- **Passage provided**:
⟨

Re: [Wikidata] Importing Freebase (Was: next Wikidata office hour)

Denny Vrandečić Mon, 28 Sep 2015 14:31:38 -0700

Actually, my suggestion would be to switch on Primary Sources as a default
tool for everyone. That should increase exposure and turnover, without
compromising quality of data.




On Mon, Sep 28, 2015 at 2:23 PM Denny Vrandečić <vrande...@google.com>
wrote:

> Hi Gerard,
>
> given the statistics you cite from
>
> https://tools.wmflabs.org/wikidata-primary-sources/status.html
>
> I see that 19.6k statements have been approved through the tool, and 5.1k
> statements have been rejected - which means that about 1 in 5 statements is
> deemed unsuitable by the users of primary sources.
>
> Given that there are 12.4M statements in the tool, this means that about
> 2.5M statements will turn out to be unsuitable for inclusion in Wikidata
> (if the current ratio holds). Are you suggesting to upload all of these
> statements to Wikidata?
>
> Tpt already did upload pieces of the data which have sufficient quality
> outside the primary sources tool, and more is planned. But for the data
> where the suitability for Wikidata seems questionable, I would not know
> what other approach to use. Do you have a suggestion?
>
> Once you have a suggestion and there is community consensus in doing it,
> no one will stand in the way of implementing that suggestion.

⟩

- **Given task 1**: Copy out everything in the Freebase import email from "Re: [Wikidata] Importing" down to "quality of data.", replacing "exposure" with "visibility".
- **Given task 2**: Pick up the Freebase import email at the point where it stops and keep writing it.

- **Data segment**:

⟨

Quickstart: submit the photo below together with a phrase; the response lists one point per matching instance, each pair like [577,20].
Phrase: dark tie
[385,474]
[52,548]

⟩

- **Written response 1**:
Re: [Wikidata] Importing Freebase (Was: next Wikidata office hour)

Denny Vrandečić Mon, 28 Sep 2015 14:31:38 -0700

Actually, my suggestion would be to switch on Primary Sources as a default
tool for everyone. That should increase visibility and turnover, without
compromising quality of data.

- **Written response 2**:
>
> Cheers,
> Denny
>
>
> On Mon, Sep 28, 2015 at 1:19 PM John Erling Blad <jeb...@gmail.com> wrote:
>
>> Another; make a kind of worklist on Wikidata that reflect the watchlist
>> on the clients (Wikipedias) but then, we often have items on our watchlist
>> that we don't know much about. (Digression: Somehow we should be able to
>> sort out those things we know (the place we live, the persons we have meet)
>> from those things we have done (edited, copy-pasted).)
>>
>> I been trying to get some interest in the past for worklists on
>> Wikipedia, it isn't much interest to make them. It would speed up tedious
>> tasks of finding the next page to edit after a given edit is completed. It
>> is the same problem with imports from Freebase on Wikidata, locate the next
>> item on Wikidata with the same queued statement from Freebase, but within
>> some worklist that the user has some knowledge about.
>>
>> Imagine "municipalities within a county" or "municipalities that is also
>> on the users watchlist", and combine that with available unhandled
>> Freebase-statements.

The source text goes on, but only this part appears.